WHAT YOU WILL DO
Please set down each line of the material exactly.

MATERIAL PROVIDED

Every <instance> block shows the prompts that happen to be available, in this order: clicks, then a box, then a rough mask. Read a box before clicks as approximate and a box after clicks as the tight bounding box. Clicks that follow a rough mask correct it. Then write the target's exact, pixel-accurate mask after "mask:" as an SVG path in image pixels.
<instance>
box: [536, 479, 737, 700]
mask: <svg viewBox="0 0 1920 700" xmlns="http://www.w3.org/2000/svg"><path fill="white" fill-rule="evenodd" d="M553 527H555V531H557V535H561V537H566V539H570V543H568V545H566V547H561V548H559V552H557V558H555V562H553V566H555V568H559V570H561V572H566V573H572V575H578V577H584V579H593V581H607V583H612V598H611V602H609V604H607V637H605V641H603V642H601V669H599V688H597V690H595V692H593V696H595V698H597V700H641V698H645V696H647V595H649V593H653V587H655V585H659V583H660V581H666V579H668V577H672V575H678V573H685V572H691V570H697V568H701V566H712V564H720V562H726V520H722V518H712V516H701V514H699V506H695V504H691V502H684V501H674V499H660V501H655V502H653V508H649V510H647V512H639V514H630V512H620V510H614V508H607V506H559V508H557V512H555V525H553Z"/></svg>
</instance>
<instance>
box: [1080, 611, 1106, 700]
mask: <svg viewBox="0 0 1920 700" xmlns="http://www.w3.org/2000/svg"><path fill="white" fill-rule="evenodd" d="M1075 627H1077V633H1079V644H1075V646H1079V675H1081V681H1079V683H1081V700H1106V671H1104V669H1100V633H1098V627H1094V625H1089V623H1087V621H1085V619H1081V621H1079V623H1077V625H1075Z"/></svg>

PROBLEM SOLUTION
Every <instance> block shows the prompts that happen to be available, in this order: clicks, then a box, then a rough mask. Read a box before clicks as approximate and a box after clicks as the tight bounding box. Clicks that follow a rough mask correct it. Then write the target's exact, pixel-accurate mask after "mask:" as an SVG path in image pixels.
<instance>
box: [536, 479, 737, 700]
mask: <svg viewBox="0 0 1920 700" xmlns="http://www.w3.org/2000/svg"><path fill="white" fill-rule="evenodd" d="M553 527H555V531H557V535H561V537H566V539H570V543H568V545H566V547H561V548H559V552H557V558H555V562H553V566H555V568H559V570H561V572H566V573H572V575H578V577H584V579H593V581H607V583H612V598H611V602H609V604H607V637H605V641H603V642H601V669H599V688H597V690H595V692H593V696H595V698H597V700H641V698H645V696H647V595H649V593H653V587H655V585H659V583H660V581H666V579H668V577H672V575H678V573H685V572H691V570H697V568H701V566H712V564H720V562H726V520H722V518H712V516H701V514H699V506H695V504H691V502H684V501H674V499H660V501H655V502H653V508H649V510H647V512H639V514H630V512H620V510H614V508H607V506H559V508H557V512H555V525H553Z"/></svg>
</instance>
<instance>
box: [1080, 611, 1106, 700]
mask: <svg viewBox="0 0 1920 700" xmlns="http://www.w3.org/2000/svg"><path fill="white" fill-rule="evenodd" d="M1075 627H1077V633H1079V644H1075V646H1079V675H1081V681H1079V683H1081V700H1106V671H1104V669H1100V633H1098V627H1094V625H1089V623H1087V621H1085V619H1081V621H1079V623H1077V625H1075Z"/></svg>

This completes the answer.